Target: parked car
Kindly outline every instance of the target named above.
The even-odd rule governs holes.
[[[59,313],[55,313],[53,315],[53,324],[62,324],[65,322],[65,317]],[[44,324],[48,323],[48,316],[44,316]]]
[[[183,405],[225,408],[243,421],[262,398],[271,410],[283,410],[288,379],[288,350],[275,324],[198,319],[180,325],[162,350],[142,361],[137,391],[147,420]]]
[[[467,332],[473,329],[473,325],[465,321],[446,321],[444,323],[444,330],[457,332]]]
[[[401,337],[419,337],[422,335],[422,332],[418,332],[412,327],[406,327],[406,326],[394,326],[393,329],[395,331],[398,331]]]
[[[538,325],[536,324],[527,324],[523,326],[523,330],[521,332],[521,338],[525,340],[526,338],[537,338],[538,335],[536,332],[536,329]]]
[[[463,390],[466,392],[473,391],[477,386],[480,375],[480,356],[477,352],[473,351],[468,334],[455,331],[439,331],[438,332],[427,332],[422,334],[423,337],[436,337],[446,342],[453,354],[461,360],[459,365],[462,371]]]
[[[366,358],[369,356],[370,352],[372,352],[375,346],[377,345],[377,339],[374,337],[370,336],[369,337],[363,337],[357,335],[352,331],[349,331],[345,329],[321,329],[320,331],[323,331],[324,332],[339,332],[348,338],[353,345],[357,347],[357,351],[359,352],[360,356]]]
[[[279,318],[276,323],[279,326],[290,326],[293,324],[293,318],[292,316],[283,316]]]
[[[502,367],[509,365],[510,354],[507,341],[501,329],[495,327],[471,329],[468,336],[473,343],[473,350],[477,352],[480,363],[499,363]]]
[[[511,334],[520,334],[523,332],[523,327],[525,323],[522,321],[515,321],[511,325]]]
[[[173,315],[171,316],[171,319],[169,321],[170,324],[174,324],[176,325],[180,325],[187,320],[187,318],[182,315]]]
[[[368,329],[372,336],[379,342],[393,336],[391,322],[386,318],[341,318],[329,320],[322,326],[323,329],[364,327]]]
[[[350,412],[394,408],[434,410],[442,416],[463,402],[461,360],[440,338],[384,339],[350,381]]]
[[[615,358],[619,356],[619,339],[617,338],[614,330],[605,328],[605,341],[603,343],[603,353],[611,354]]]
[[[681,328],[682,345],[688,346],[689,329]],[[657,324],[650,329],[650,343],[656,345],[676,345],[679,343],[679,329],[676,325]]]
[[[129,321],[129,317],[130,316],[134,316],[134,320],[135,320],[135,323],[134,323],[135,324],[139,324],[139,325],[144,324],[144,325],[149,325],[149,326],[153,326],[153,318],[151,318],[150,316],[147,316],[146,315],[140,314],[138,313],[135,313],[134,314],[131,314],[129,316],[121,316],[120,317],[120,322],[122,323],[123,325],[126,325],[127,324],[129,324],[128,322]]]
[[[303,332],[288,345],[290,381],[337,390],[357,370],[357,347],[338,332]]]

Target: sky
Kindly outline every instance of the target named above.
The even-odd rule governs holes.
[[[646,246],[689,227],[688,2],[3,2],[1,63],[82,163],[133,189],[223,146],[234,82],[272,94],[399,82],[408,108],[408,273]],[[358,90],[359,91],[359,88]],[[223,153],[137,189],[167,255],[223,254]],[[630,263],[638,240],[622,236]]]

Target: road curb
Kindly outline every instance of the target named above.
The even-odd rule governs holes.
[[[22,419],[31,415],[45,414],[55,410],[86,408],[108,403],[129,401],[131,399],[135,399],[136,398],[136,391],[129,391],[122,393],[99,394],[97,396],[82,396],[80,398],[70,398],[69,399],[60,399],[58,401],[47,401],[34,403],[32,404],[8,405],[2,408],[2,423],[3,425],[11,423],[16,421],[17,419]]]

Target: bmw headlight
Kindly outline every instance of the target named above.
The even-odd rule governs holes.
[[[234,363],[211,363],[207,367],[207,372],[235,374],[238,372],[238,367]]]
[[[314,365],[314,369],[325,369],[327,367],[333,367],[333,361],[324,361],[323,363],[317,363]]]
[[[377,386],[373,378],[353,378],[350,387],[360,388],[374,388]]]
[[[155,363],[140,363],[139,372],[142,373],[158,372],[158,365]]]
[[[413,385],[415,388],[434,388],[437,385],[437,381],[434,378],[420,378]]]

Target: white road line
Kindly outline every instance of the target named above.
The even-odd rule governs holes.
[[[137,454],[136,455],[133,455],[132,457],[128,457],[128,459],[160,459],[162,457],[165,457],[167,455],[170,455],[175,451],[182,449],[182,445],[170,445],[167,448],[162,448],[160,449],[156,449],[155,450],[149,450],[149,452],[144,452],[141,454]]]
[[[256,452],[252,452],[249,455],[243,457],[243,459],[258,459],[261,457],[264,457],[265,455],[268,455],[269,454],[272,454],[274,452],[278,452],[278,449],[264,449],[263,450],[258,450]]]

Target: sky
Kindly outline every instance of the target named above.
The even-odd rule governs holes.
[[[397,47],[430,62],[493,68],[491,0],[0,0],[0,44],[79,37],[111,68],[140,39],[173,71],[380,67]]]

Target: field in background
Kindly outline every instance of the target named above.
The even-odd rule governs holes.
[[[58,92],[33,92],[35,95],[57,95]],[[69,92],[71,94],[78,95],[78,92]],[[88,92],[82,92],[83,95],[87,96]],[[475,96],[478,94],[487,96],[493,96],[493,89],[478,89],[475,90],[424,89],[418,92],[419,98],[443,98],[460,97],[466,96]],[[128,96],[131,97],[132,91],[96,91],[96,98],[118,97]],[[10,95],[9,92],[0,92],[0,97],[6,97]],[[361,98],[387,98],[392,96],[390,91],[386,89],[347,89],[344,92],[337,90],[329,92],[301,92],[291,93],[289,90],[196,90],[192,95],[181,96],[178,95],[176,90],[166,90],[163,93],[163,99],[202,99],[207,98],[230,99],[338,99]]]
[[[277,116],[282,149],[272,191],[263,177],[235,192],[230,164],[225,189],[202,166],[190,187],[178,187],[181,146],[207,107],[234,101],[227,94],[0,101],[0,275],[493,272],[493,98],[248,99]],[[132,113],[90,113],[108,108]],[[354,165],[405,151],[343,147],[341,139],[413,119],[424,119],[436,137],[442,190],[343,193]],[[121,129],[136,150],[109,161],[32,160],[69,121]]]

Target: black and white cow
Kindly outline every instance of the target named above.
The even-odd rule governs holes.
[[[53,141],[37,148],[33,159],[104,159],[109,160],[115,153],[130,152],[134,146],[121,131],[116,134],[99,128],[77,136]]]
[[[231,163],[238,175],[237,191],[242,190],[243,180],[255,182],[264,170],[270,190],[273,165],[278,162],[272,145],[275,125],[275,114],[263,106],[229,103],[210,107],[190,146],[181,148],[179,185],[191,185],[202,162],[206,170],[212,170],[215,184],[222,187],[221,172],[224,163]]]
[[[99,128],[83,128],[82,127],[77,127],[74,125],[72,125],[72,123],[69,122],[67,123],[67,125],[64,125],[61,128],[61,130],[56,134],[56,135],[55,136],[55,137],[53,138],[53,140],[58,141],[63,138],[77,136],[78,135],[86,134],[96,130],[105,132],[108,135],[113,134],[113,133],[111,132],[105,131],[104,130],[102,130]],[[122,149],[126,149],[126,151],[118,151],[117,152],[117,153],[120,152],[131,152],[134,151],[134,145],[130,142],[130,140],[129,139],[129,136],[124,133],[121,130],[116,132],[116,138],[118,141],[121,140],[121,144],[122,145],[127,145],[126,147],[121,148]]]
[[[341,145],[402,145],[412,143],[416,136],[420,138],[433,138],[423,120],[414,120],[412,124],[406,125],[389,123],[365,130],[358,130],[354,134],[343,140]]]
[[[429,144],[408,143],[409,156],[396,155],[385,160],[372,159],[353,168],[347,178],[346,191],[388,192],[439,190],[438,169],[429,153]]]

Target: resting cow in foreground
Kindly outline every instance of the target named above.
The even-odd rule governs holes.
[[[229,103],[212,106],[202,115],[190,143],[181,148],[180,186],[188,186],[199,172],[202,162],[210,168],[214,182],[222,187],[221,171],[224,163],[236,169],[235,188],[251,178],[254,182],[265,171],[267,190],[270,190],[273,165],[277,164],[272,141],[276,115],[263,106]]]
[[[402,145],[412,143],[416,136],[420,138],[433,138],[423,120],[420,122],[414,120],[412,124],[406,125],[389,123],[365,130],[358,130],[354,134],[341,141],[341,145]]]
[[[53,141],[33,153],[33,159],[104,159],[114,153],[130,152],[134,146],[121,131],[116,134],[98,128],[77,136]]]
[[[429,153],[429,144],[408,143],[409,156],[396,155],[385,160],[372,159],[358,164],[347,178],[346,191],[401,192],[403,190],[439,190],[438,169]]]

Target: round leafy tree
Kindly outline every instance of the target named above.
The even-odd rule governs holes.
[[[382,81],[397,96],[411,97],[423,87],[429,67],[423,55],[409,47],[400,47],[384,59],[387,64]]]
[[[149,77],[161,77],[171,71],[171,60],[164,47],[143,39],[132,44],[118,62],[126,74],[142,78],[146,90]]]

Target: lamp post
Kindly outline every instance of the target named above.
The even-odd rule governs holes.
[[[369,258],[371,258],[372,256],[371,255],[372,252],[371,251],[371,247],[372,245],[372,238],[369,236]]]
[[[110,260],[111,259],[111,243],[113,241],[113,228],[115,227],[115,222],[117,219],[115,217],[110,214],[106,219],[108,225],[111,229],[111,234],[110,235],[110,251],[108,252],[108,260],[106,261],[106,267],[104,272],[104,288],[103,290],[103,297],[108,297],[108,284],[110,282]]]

• • • • •

Rewrite the records from the line containing "Target: lamp post" through the end of the records, both included, replacing "instance" with "occurrence" and leaving everything else unchanged.

Finished answer:
Target: lamp post
Kindly outline every occurrence of the target named above.
The even-odd rule governs holes.
[[[369,258],[371,258],[372,256],[371,255],[372,252],[371,251],[371,247],[372,245],[372,238],[369,236]]]
[[[110,260],[111,259],[111,243],[113,241],[113,228],[115,227],[115,222],[117,219],[115,217],[110,214],[106,219],[108,225],[111,229],[111,234],[110,235],[110,251],[108,252],[108,260],[106,261],[106,267],[104,272],[104,288],[103,290],[103,297],[108,297],[108,284],[110,282]]]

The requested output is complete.